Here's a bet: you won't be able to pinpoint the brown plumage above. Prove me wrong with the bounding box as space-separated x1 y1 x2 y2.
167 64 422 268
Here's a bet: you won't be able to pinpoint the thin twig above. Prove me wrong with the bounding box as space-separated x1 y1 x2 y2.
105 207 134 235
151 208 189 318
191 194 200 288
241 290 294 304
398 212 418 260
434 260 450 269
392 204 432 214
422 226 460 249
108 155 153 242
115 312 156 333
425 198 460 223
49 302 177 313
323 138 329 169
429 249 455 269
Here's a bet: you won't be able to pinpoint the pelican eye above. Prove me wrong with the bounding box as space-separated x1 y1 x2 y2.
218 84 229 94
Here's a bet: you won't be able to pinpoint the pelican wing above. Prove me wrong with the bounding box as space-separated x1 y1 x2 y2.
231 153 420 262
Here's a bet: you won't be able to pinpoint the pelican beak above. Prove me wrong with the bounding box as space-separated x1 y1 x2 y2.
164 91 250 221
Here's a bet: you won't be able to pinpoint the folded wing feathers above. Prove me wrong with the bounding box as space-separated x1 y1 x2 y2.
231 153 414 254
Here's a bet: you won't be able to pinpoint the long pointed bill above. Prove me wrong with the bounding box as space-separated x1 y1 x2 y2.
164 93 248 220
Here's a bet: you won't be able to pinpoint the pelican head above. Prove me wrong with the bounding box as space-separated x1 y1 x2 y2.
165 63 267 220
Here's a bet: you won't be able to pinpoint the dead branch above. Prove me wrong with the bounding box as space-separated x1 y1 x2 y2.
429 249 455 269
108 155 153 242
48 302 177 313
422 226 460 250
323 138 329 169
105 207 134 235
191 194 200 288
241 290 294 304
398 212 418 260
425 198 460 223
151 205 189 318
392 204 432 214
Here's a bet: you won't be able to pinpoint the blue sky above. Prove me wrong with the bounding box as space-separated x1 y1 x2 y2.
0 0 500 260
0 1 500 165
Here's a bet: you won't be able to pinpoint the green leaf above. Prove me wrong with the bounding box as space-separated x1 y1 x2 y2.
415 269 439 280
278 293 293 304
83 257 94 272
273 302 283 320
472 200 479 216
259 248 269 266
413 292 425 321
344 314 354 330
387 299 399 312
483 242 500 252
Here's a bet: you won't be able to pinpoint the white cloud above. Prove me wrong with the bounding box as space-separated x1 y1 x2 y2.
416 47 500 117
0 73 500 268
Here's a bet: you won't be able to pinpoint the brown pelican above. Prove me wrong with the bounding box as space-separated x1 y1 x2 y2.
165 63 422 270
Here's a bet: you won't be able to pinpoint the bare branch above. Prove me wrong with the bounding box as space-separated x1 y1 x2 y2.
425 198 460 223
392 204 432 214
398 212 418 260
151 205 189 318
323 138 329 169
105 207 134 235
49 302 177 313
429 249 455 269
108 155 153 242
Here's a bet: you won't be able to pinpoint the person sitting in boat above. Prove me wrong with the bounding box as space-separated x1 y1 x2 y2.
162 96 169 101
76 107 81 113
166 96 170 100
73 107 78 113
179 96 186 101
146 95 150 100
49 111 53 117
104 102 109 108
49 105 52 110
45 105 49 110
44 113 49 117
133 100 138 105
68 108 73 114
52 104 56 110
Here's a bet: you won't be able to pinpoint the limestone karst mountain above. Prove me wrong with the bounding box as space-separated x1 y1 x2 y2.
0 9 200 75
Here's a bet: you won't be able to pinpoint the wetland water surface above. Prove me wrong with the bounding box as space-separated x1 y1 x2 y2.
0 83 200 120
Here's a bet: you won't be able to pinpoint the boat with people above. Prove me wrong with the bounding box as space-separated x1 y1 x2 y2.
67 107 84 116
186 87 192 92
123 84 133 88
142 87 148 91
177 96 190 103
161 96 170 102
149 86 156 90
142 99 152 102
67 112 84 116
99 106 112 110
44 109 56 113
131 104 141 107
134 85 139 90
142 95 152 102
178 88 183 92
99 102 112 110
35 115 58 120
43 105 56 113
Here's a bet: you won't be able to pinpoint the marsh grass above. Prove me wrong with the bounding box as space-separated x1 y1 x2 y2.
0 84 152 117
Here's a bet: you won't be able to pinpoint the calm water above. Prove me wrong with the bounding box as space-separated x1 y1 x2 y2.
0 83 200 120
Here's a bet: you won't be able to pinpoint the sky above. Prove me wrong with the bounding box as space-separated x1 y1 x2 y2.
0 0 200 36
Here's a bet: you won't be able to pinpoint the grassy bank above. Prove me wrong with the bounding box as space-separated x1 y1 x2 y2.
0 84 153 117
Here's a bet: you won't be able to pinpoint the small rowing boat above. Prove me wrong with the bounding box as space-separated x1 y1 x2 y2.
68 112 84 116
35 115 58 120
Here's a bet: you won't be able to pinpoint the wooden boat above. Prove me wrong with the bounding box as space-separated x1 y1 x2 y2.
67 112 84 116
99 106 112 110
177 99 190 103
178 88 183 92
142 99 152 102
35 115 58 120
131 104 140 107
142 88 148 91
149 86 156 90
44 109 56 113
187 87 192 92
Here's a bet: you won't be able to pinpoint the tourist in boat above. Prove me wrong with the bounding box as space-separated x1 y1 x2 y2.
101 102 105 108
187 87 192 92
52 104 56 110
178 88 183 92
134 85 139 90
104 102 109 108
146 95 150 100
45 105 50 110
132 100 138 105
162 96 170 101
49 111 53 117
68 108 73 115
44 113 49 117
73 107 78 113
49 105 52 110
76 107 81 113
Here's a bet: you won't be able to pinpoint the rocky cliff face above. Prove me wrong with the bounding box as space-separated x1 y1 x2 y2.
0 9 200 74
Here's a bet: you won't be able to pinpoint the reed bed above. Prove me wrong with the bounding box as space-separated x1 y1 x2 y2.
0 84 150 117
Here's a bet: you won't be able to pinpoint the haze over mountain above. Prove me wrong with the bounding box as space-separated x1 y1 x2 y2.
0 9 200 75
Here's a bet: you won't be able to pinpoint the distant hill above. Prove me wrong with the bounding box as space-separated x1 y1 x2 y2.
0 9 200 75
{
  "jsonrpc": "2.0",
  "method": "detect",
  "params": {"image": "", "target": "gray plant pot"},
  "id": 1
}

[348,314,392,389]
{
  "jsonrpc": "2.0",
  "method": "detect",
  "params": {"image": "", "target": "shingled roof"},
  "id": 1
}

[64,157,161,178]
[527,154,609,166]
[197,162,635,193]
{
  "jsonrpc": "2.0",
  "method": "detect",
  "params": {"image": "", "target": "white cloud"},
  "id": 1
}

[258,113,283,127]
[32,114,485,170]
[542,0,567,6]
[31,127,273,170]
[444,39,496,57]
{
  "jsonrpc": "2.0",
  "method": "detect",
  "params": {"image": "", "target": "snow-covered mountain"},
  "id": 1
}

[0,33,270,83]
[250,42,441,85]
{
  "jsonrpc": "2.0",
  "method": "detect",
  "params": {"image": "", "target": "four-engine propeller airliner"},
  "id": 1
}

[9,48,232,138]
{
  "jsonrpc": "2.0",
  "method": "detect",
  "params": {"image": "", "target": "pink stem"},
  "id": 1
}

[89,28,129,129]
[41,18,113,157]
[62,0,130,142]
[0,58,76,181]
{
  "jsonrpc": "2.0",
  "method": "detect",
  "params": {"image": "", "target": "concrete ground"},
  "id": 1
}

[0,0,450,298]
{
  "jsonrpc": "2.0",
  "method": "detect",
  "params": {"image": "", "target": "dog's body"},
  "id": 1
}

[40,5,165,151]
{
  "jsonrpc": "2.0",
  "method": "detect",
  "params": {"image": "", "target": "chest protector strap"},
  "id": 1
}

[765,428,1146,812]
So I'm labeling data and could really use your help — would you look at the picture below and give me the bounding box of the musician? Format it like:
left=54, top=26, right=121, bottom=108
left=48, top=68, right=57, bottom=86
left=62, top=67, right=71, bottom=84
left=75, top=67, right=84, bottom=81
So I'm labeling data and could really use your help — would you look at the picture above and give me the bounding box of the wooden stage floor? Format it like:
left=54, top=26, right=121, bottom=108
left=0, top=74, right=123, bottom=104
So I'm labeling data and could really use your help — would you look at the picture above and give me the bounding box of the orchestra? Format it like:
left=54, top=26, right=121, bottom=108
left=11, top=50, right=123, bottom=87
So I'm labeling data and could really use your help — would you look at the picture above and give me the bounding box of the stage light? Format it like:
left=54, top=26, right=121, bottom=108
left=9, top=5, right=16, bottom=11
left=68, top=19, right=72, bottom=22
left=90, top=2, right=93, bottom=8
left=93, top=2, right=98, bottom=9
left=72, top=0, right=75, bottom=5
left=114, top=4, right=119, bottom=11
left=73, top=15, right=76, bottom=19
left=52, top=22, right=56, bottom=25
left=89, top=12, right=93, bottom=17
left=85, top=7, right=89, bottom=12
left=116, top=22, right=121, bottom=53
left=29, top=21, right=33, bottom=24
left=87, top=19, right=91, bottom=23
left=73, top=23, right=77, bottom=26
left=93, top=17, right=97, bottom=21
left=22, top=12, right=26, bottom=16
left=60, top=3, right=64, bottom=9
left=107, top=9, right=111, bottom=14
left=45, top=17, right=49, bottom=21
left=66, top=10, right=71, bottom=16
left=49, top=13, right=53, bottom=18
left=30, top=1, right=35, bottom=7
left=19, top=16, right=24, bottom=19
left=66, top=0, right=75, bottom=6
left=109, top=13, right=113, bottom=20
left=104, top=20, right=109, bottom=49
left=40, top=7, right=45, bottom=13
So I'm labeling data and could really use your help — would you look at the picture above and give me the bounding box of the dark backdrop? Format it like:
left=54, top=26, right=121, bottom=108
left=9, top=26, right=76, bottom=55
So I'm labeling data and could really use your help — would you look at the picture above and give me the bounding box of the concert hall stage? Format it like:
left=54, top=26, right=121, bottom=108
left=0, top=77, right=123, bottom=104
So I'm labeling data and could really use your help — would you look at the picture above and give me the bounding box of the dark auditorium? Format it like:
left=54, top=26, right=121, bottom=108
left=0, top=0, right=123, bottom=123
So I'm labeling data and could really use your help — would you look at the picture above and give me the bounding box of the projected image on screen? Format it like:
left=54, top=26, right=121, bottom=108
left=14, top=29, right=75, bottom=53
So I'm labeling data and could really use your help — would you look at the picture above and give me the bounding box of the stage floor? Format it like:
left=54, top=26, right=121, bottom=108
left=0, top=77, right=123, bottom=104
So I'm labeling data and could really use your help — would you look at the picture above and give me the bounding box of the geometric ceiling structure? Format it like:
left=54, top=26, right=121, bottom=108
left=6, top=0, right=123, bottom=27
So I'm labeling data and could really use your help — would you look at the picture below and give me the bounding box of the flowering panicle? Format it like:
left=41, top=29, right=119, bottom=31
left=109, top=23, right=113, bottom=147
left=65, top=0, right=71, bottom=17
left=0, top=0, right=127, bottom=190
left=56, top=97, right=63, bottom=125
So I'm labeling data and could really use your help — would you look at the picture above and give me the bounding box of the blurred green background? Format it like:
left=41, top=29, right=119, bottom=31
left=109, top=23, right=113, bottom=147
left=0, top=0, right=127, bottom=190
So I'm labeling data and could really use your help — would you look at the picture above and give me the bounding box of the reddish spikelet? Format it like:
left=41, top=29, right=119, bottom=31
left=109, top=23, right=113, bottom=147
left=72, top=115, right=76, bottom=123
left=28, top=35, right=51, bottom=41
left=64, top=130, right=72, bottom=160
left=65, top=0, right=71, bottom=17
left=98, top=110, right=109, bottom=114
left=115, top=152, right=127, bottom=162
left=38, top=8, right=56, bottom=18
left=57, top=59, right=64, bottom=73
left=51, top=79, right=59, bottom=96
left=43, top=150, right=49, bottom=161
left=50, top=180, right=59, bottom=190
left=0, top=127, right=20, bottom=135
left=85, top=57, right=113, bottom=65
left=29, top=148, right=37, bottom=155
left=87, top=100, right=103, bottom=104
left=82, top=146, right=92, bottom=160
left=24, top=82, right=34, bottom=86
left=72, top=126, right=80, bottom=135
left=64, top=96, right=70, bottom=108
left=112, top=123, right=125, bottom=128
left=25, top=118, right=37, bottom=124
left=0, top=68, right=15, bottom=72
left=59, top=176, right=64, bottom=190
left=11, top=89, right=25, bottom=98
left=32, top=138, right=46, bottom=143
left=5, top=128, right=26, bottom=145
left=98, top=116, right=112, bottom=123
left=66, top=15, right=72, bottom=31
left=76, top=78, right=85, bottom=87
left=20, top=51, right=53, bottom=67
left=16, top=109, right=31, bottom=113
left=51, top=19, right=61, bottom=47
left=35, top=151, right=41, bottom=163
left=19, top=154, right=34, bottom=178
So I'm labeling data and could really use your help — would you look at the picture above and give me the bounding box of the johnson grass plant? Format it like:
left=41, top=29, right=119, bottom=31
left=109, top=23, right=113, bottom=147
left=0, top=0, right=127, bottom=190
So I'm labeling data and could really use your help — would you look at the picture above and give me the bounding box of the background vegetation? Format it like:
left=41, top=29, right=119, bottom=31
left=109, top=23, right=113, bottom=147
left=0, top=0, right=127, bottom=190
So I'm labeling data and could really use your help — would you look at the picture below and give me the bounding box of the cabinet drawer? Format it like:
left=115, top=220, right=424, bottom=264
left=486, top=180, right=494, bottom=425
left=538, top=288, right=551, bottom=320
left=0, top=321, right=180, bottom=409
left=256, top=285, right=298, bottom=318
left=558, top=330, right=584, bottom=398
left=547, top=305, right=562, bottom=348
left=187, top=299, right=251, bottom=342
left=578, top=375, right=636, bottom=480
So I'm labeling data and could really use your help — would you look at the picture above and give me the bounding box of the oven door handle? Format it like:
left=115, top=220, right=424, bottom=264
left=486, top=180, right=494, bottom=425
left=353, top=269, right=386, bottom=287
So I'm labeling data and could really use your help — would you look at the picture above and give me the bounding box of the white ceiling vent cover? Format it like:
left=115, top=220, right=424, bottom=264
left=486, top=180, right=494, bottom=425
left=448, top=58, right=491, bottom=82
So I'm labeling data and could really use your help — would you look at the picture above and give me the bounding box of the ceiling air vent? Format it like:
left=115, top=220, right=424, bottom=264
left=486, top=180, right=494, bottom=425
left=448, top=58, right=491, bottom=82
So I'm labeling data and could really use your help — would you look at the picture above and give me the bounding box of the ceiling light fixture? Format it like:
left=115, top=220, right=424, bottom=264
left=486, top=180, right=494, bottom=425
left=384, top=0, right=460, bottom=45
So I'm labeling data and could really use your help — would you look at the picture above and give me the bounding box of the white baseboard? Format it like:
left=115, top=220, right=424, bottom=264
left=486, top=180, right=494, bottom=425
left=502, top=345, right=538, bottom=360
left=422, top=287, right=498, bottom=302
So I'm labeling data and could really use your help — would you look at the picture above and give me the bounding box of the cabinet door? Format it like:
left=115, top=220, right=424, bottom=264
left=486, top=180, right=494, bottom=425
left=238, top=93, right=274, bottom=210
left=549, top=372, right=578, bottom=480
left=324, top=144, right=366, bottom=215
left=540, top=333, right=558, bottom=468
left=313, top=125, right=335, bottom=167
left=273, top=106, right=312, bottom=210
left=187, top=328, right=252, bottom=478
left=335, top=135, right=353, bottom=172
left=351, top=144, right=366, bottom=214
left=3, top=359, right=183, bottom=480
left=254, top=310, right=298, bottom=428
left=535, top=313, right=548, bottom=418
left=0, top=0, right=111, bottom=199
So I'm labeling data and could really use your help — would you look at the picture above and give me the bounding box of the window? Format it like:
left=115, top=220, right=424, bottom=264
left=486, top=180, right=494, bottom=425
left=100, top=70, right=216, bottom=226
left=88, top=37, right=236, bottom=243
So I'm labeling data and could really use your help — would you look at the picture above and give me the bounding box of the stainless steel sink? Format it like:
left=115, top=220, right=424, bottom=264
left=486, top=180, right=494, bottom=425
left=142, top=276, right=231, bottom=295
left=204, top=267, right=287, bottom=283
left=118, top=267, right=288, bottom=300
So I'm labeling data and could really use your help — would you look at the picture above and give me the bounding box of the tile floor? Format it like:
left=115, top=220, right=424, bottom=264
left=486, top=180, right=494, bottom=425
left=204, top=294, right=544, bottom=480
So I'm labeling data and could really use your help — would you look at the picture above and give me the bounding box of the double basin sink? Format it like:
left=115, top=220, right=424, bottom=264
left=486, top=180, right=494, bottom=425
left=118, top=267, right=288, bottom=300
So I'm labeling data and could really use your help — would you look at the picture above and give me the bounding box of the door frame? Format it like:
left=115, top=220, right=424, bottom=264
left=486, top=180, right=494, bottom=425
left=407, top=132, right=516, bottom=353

┄┄┄┄┄┄┄┄┄┄┄┄┄┄┄┄┄┄┄┄

Given problem: Copy out, word for word, the part of the material that runs from its start through the line containing "167 64 422 268", including both ends.

Completed task:
Here's a bet: you won't be able to pinpoint the brown plumage above. Prove me wrong with the bounding box as space-separated x1 y1 x2 y2.
167 64 422 268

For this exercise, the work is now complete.